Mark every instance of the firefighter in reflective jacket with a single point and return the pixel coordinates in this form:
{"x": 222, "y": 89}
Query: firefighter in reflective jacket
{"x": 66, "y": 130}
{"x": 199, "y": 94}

++++

Retype the records above in full, matching each line exactly.

Mark every instance of the firefighter in reflective jacket with a single point and return the pixel coordinates in this form:
{"x": 222, "y": 89}
Query: firefighter in reflective jacket
{"x": 66, "y": 130}
{"x": 199, "y": 94}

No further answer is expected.